===== Data listing
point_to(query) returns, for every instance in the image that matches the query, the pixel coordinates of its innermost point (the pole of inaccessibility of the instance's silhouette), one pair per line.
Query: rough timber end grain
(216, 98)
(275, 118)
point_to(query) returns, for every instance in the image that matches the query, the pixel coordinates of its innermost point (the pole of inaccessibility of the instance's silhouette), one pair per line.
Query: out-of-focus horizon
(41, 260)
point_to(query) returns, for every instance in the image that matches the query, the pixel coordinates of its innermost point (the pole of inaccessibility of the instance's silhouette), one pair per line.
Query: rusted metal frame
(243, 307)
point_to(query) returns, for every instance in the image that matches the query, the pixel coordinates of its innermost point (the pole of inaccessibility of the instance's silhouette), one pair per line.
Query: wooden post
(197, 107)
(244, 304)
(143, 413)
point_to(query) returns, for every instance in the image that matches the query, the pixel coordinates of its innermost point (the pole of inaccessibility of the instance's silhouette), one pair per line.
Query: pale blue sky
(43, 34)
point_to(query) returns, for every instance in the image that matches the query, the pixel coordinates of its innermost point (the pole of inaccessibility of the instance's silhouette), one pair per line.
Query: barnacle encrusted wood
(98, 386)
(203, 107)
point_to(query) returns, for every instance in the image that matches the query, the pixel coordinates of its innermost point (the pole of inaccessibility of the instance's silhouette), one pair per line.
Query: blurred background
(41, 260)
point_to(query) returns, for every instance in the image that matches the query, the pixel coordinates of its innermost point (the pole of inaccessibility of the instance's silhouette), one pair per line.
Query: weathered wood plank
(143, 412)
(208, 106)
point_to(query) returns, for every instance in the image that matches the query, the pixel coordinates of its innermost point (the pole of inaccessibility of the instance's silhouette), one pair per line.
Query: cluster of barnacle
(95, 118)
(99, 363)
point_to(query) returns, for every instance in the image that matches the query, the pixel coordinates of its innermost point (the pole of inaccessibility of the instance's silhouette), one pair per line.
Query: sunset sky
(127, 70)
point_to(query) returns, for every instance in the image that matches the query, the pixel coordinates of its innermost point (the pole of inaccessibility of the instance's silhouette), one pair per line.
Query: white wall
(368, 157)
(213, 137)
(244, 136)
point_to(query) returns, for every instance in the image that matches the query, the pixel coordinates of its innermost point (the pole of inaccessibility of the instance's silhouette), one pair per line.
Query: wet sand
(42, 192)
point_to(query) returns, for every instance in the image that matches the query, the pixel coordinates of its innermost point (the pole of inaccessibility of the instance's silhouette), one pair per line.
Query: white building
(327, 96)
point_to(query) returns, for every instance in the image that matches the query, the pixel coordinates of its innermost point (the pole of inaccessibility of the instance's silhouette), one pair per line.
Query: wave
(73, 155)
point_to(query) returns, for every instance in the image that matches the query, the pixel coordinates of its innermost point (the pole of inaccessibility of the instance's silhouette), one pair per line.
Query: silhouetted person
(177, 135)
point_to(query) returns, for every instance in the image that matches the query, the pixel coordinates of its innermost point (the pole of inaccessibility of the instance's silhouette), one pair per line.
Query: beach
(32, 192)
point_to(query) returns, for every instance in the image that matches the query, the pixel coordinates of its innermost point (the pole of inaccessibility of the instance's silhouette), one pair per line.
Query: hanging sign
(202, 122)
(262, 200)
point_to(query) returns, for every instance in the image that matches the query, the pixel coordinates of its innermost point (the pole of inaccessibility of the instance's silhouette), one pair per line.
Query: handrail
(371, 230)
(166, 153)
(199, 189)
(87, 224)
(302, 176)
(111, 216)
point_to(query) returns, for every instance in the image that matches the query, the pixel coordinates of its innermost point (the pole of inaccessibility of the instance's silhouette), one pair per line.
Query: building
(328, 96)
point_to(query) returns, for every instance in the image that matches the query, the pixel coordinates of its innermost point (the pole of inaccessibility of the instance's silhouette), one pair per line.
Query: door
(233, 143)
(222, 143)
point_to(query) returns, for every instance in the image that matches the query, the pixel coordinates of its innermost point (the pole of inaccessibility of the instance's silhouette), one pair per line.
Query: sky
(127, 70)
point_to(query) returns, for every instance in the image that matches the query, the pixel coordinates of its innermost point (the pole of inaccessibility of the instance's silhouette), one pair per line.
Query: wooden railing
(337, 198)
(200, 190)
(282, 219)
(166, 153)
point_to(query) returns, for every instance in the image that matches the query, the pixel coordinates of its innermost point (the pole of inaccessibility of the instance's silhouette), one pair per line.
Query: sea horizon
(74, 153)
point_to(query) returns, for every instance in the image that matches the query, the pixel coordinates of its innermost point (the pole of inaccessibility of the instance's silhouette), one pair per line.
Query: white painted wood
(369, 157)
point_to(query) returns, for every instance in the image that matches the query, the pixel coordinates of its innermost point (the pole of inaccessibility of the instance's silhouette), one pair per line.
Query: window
==========
• Task description: Restating every entry above word for word is the whole task.

• Result:
point_to(query) returns, for every instance in the image that matches the query, the pixel coordinates of its innermost point (the pole of inaccessibility of the instance's silhouette), one pair per line.
Query: rough timber end grain
(216, 98)
(275, 118)
point_to(query) returns, for every instance in the image that matches the query, the pixel coordinates of its innermost point (the pole of inaccessibility of the instance's silhouette), one pair per line.
Query: out-of-focus horizon
(41, 260)
point_to(query) returns, for every instance in the image that matches the query, the pixel coordinates of its innermost point (the pole of inaccessibility of the instance's silhouette), one pair per line.
Query: rusted metal frame
(243, 307)
point_to(query) returns, for every instance in the image that matches the query, the pixel coordinates of its innermost point (the pole of inaccessibility of the instance's silhouette), one pair per line.
Query: wooden post
(197, 107)
(244, 304)
(143, 413)
point_to(query) returns, for every instance in the image that matches the query, the pixel coordinates of its innermost point (the pole of inaccessibility of the instance's silhouette), one pair per line.
Query: pale blue sky
(43, 34)
point_to(query) returns, for every instance in the image that matches the query, the pixel coordinates of its innermost point (the pole of inaccessibility of the instance's silhouette), one pair per line.
Query: barnacle encrusted wood
(98, 386)
(203, 107)
point_to(query) returns, for every instance in the image that matches the query, the pixel coordinates of its innermost point (the pole of inaccessibility of the instance's silhouette), one pair per line.
Query: blurred background
(41, 260)
point_to(query) returns, for every instance in the image that matches the query, the pixel coordinates of its innermost point (the pole of inaccessibility of the instance's silhouette), one pair per line.
Query: weathered wood plank
(143, 412)
(208, 106)
point_to(query) returns, for every instance in the image that matches the query, the pixel coordinates of its innermost point (the pole of inaccessibility of the instance's silhouette), one pair per line.
Query: cluster of barnacle
(95, 118)
(99, 363)
point_to(query) returns, for every instance in the image that matches the query, the pixel coordinates of its innermost point (the pole of inaccessibility of the instance's silhouette), one pair per line.
Query: sunset sky
(127, 70)
point_to(query) returns, for every instance in the image that matches the query, the pixel coordinates of its innermost point (the pole of inaccessibility of the instance's silhouette), one pair per line.
Query: white wall
(368, 157)
(213, 137)
(244, 136)
point_to(query) returns, for every instance in the image that matches the query, the pixel coordinates of its innermost point (the pole of inaccessibility of the instance's silhouette), one pair per line.
Query: wet sand
(42, 192)
point_to(query) returns, for every instance in the image that matches the query, the pixel coordinates of its innermost point (the pole of inaccessibility of the instance's silhouette), one pair per line.
Query: white building
(327, 96)
point_to(query) returns, for every instance in the image that matches the query, the pixel coordinates of its innermost point (the pole of inaccessibility of the instance's silhouette), one pair per line.
Query: wave
(73, 155)
point_to(query) returns, for every instance in the image that matches the query, the pixel coordinates of its innermost point (the pole of inaccessibility of the instance's silhouette), one pair per line.
Query: silhouetted person
(177, 135)
point_to(query) returns, for every instance in the image that matches the query, the pixel coordinates of its innermost point (the pole of inaccessibility of the instance's silhouette), one pair per line.
Query: beach
(32, 192)
point_to(query) returns, for every instance in the image that matches the query, the pixel coordinates of its innermost point (the pole of inaccessibility of the instance's silhouette), one pair per line.
Query: hanging sign
(202, 122)
(262, 200)
point_to(query) returns, for every instance in the image that matches the query, the pixel coordinates of its innermost point (the pole of inaccessibility of the instance's silhouette), one pair per line.
Query: handrail
(371, 230)
(166, 153)
(199, 189)
(87, 224)
(302, 176)
(111, 216)
point_to(query) returns, for every instance in the image that matches the query, the pixel coordinates of its innermost point (the pole of inaccessibility of the instance's silhouette), one pair per line.
Query: building
(328, 96)
point_to(query) returns, for every instance in the image that matches the query, the pixel coordinates of its innermost point (the pole of inaccessibility of the instance's silhouette), one pair per line.
Query: door
(233, 143)
(222, 143)
point_to(query) returns, for every instance in the image that matches the query, the pixel coordinates of its innermost point (the pole of inaccessibility of the instance's silhouette), one pair per line.
Query: sky
(127, 70)
point_to(query) returns, for every instance in the image that matches the query, the pixel coordinates of its innermost point (the pole of inaccessibility of the instance's silhouette), one pair per line.
Query: wooden railing
(337, 198)
(200, 190)
(282, 219)
(166, 153)
point_to(query) returns, for every instance in the image that matches the query, the pixel coordinates of its innermost point (the pole of inaccessibility of the instance's silhouette), one pair per line.
Query: sea horizon
(74, 153)
point_to(query) returns, for every instance in the image that matches the query, the pixel coordinates of its innermost point (the pole of inaccessibility of the instance's silhouette), one pair per line.
Query: white painted wood
(369, 157)
point_to(query) returns, for every instance in the image that matches the query, the pixel coordinates of its innermost point (the pole of inaccessibility of the instance's silhouette), one pair per line.
Query: window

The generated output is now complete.